Tasks to perform
**1.** Answer these questions from the article on hail-damaged canola:
(a) Up to what flowering stage can canola hit with light to moderate hail recover with only minimal to moderate yield loss?
(b) What should be left in the field to make an accurate yield comparison at harvest?
(c) What can hail-damaged tissue provide an entry point for?
**2.** Can you carry on the article on hail-damaged canola from its final sentence?
** Opening Selected extract block **
Rescue treatments unproven for hail remedy

Hail damaged tissue can provide an entry point for disease infection, but wait to assess crop recovery before investing in remedies.

Canola hit with light to moderate hail at up to 20% flower may recover with only minimal to moderate yield loss. Plants will flower longer and compensate. If applying crop enhancement products such as fertilizer and micronutrient blends on hail-damaged crops, keep in mind that there is very little research available on the efficacy of such products under these extreme conditions. Leave appropriate check strips in order to make an accurate yield comparison at harvest. Also, before trying any treatment on hail damaged fields, give the crop time to recover. It may recover nicely on its own, likely with later maturity but with a large percentage of its yield potential intact. Or, if the growing points or most of the leaves are stripped off, the plants may not recover sufficiently to warrant further investment in the crop. Allowing some time for regrowth will allow a better estimation of the remaining yield potential, and hence more informed decisions about managing the crop going forward.
** Closing Selected extract block **
** Opening Extracted material block **
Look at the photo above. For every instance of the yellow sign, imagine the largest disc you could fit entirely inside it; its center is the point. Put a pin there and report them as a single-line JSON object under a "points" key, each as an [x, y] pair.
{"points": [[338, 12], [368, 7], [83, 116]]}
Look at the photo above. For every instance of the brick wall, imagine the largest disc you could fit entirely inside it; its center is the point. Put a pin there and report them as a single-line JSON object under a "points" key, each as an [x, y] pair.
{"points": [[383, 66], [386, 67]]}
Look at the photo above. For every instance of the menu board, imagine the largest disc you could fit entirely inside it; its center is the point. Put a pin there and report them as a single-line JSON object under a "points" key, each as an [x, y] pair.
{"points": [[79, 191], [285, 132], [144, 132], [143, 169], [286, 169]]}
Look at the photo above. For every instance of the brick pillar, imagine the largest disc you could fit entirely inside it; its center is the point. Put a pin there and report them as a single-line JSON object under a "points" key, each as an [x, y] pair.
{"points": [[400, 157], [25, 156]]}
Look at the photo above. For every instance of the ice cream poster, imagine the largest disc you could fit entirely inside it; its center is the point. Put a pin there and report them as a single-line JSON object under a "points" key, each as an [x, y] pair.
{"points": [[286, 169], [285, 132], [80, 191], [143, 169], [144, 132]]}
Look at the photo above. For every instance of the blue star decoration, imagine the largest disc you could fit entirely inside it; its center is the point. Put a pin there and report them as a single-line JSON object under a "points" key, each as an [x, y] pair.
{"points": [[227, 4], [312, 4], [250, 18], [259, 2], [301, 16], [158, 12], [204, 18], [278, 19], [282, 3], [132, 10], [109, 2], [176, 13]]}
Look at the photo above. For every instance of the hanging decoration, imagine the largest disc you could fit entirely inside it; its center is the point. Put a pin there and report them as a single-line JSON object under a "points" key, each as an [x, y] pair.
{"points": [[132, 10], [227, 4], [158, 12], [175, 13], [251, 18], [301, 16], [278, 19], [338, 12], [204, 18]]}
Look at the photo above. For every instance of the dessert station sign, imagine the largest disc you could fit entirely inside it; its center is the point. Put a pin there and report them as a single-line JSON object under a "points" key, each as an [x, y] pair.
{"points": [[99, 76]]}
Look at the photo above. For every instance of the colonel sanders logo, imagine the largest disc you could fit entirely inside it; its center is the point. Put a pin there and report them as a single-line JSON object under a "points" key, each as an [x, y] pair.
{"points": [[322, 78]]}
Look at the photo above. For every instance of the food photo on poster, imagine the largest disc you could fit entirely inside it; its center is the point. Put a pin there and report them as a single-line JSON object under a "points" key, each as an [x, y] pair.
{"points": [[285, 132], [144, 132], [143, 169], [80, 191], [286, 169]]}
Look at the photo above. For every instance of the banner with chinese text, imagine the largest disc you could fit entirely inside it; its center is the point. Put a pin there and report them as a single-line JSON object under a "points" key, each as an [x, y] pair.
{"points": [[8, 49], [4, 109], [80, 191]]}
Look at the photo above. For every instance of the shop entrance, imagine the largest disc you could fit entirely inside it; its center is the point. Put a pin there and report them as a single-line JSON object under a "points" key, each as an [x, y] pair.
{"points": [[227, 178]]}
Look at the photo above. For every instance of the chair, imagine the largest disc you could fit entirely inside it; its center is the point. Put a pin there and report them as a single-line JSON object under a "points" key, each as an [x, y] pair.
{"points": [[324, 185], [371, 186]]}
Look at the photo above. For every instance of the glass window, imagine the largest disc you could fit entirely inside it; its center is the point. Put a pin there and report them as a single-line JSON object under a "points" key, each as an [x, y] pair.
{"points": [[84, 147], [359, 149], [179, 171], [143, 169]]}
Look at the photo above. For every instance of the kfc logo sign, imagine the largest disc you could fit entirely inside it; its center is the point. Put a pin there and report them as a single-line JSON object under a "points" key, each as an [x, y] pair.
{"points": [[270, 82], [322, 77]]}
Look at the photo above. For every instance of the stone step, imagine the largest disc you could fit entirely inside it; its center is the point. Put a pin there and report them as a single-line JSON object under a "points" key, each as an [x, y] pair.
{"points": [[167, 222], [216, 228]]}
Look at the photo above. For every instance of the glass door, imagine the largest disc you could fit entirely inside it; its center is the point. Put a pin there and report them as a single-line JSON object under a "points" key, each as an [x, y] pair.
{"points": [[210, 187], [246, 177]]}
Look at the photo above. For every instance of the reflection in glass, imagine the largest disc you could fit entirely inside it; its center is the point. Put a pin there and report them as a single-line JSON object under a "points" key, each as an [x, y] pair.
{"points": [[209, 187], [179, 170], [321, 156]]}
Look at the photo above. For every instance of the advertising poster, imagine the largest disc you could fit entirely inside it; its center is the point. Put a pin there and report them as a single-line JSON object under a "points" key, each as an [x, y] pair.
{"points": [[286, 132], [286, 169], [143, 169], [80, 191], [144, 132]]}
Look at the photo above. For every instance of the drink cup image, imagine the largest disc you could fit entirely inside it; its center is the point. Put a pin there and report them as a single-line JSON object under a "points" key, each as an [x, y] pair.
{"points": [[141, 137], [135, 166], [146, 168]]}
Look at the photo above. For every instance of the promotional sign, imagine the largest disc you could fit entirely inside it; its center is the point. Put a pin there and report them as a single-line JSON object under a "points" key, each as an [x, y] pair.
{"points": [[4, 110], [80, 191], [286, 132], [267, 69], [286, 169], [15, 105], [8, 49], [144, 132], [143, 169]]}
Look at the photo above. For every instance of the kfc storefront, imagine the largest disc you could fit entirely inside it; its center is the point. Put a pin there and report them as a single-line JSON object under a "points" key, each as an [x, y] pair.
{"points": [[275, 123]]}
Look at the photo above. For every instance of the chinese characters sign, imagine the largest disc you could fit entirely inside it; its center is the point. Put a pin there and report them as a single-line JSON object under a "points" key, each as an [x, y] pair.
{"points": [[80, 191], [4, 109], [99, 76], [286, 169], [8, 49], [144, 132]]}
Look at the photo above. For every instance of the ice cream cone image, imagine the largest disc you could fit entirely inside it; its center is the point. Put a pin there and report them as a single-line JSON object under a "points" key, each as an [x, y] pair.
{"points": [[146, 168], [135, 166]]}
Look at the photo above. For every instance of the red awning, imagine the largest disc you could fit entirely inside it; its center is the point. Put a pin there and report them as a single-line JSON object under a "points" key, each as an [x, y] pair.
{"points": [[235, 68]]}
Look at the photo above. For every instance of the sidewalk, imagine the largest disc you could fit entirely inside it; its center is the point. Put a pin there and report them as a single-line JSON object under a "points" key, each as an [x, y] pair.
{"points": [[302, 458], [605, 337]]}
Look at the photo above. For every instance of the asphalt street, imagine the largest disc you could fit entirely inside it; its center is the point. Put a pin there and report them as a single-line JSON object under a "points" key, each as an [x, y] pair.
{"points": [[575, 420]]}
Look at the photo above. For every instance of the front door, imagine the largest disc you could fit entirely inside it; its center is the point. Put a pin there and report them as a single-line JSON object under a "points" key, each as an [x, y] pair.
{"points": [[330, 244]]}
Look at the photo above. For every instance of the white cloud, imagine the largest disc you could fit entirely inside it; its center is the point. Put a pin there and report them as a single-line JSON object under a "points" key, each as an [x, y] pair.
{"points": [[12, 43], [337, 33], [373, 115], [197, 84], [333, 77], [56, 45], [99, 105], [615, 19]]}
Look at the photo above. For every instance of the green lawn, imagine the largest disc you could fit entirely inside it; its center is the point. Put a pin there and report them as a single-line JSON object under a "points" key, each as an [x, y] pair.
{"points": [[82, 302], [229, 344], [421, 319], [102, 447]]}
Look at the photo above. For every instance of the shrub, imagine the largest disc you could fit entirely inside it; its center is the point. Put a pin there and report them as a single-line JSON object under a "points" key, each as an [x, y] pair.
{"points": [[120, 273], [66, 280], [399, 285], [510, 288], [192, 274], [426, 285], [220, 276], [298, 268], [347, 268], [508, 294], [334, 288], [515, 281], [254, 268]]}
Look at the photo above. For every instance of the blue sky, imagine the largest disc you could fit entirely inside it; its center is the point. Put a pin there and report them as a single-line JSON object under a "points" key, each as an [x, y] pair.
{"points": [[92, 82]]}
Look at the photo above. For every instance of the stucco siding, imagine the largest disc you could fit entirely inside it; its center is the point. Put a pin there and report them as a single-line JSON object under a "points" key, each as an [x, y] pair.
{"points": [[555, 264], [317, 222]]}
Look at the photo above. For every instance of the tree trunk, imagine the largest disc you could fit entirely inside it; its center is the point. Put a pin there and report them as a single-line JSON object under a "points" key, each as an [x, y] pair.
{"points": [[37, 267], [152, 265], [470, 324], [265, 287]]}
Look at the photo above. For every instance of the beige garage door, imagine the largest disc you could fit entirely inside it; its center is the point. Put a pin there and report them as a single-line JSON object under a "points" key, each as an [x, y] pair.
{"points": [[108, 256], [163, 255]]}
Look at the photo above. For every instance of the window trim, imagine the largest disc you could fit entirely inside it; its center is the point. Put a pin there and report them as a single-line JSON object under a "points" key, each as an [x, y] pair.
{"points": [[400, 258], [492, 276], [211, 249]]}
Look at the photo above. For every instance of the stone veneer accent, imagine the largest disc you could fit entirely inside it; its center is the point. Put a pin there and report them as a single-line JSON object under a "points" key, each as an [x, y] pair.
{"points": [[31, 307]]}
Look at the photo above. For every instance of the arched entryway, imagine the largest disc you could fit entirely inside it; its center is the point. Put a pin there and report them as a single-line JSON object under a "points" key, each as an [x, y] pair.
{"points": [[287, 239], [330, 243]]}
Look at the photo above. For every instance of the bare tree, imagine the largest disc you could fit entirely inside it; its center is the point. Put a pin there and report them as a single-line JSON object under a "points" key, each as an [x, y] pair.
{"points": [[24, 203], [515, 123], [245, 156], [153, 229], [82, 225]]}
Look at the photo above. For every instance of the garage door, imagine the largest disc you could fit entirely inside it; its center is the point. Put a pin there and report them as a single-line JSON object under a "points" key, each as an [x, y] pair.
** Closing Extracted material block **
Exercise results
**1.**
(a) Up to 20% flower.
(b) Appropriate check strips.
(c) Disease infection.

**2.**
Hail and disease. Canola that flowers longer in response to hail may be at increased risk of sclerotinia. Hail damage also allows a point of entry for diseases such as alternaria black spot and blackleg. Note that in the case of late stage blackleg infection, the yield impact will not be huge. Fungicides may help reduce the development of diseases but make sure the remaining yield potential warrants protection and conditions remain conducive to disease development. Also consider the possible impact of delayed maturity, as fall frost damage could negate the potential benefits of the fungicide application.